::: DATA IN THIS EXERCISE
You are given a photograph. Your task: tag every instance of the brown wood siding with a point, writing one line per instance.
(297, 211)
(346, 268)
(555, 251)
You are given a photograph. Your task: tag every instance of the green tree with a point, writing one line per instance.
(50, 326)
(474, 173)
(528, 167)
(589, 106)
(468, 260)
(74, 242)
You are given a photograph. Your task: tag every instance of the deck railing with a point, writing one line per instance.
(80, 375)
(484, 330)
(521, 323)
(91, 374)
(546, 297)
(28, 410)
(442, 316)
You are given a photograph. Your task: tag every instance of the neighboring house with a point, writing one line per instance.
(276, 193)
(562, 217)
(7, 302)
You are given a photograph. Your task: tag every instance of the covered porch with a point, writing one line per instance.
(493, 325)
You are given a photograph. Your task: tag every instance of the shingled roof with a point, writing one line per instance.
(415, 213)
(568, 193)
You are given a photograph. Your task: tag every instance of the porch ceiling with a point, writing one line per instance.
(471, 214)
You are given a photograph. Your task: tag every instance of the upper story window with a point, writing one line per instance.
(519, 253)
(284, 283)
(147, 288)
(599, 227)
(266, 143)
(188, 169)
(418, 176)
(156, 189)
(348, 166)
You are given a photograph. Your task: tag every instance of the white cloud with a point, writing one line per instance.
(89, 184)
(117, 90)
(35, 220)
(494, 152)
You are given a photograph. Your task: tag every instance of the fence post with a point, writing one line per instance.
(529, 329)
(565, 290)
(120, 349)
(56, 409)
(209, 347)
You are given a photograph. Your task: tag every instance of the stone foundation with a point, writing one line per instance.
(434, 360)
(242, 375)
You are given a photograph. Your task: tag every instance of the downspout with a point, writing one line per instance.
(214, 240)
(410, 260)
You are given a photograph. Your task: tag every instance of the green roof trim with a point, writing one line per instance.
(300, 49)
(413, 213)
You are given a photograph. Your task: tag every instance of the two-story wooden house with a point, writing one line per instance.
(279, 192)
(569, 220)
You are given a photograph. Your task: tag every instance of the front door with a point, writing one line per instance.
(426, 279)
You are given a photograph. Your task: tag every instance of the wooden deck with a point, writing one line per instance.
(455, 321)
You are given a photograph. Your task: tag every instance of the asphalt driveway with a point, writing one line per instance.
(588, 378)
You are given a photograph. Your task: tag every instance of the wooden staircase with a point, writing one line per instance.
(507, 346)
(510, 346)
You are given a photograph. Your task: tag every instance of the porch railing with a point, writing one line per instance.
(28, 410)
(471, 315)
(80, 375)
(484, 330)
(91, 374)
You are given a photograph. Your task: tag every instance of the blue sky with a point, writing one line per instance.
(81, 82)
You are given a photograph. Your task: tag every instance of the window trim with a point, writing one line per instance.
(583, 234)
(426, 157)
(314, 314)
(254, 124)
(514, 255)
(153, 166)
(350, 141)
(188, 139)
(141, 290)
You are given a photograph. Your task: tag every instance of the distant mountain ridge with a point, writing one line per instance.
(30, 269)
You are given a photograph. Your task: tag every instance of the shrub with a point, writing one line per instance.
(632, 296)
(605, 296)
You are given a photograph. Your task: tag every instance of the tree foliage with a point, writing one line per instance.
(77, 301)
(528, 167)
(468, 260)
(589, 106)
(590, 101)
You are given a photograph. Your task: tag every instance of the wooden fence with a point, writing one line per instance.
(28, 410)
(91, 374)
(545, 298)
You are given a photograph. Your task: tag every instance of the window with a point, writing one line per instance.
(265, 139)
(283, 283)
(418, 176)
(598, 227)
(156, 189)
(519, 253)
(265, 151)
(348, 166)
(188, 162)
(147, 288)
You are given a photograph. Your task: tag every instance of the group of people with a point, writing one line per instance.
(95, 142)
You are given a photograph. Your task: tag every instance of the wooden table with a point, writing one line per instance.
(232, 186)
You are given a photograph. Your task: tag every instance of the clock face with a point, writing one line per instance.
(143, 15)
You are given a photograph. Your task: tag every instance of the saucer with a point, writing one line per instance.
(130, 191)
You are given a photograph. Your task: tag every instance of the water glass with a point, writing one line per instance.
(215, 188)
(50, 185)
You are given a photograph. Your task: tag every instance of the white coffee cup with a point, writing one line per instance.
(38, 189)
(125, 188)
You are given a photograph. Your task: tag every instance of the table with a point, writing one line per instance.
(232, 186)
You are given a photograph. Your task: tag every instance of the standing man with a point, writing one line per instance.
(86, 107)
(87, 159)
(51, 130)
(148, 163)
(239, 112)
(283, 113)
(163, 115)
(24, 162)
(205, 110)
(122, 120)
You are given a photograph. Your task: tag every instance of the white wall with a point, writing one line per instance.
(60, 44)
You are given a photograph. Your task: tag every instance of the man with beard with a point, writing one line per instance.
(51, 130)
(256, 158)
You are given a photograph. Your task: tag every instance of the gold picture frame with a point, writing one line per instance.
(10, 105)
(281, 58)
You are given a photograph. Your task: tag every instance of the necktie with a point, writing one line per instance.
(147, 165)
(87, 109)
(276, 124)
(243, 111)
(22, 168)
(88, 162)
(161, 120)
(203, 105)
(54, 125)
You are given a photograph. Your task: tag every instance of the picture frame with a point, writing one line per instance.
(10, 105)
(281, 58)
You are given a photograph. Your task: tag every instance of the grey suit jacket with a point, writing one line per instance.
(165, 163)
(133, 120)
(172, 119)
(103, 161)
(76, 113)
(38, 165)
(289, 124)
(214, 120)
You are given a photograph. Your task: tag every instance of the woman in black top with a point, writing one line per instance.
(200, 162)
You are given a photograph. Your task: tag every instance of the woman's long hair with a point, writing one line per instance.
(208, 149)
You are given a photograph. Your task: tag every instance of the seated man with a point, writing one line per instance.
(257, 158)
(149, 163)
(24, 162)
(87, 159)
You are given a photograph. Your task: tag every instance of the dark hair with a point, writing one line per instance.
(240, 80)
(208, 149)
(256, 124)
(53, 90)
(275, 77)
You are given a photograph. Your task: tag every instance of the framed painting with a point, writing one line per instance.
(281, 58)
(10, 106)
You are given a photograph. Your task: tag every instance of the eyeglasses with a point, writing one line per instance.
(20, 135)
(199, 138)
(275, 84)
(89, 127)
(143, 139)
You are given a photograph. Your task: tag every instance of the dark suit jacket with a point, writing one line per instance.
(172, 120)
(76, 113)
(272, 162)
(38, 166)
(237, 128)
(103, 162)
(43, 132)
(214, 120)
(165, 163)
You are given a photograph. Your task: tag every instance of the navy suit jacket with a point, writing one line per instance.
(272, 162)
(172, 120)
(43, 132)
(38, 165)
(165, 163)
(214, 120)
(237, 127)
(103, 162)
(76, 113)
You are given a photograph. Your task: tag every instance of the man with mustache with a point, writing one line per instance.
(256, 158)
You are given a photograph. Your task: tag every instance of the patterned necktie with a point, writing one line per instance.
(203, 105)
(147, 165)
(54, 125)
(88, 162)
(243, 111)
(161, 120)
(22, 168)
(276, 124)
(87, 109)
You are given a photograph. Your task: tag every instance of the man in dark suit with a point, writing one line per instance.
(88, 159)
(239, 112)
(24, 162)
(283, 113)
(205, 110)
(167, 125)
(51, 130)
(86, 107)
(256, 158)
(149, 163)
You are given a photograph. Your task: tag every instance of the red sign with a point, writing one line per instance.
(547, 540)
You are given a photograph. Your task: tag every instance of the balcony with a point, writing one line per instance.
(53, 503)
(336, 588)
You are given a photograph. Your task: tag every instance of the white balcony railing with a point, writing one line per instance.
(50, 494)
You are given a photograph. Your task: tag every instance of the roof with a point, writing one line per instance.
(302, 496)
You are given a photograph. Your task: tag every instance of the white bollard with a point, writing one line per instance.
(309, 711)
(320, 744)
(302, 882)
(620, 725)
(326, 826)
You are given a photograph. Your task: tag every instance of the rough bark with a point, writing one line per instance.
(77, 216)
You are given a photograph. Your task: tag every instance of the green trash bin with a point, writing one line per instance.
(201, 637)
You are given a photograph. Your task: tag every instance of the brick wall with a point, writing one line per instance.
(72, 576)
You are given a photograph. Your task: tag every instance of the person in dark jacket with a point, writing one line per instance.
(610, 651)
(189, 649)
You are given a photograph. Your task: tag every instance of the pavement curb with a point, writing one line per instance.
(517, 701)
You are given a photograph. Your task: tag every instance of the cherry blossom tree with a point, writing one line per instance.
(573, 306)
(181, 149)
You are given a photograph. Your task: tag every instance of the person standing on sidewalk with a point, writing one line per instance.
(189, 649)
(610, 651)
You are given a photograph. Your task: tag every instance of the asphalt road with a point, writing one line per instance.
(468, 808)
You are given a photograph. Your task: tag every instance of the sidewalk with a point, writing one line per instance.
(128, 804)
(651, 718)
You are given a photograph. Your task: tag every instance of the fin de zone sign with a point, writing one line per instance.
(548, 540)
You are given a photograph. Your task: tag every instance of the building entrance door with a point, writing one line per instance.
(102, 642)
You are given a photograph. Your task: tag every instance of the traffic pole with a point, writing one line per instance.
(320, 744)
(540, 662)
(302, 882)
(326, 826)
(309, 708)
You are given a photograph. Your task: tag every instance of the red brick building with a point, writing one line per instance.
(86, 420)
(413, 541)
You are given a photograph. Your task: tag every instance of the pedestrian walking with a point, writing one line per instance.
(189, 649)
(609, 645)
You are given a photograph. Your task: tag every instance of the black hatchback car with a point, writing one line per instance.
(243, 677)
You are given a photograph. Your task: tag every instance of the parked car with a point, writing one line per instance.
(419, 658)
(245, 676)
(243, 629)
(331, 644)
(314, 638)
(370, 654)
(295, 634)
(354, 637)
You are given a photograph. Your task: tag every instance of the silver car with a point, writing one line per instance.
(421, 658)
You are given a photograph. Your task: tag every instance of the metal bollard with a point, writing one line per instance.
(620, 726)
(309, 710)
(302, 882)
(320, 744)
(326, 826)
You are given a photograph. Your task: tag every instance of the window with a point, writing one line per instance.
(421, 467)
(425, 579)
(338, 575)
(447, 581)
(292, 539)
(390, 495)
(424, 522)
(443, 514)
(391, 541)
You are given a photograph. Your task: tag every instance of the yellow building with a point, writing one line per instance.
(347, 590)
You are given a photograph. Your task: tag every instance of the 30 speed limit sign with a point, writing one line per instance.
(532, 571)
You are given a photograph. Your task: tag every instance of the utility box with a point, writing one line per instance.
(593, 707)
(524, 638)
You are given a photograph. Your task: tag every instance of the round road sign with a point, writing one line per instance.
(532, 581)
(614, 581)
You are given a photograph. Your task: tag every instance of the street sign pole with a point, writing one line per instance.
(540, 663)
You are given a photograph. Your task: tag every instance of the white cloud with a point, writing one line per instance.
::::::
== WRITTEN TASK ==
Copy exactly the lines from the one containing "of the yellow" through the last line of the records, both included, and nothing else.

== RESULT BELOW ==
You are given a photograph. Your task: tag every instance of the yellow building with a point, writing one line per instance.
(347, 590)
You are given a photograph. Your task: tag every instance of the 30 speed limit sign with a point, writing one line per instance.
(532, 571)
You are given a photograph. Your task: tag every instance of the utility box with a point, writing one line per instance.
(593, 707)
(524, 638)
You are given a photograph. Your task: tag every instance of the round road sign with a point, writing one line per instance.
(532, 581)
(614, 581)
You are given a photograph. Your task: tag every instance of the street sign pole with a point, writing one line per instance.
(540, 663)
You are given a photograph. Your task: tag every instance of the white cloud with a point, writing one line per instance.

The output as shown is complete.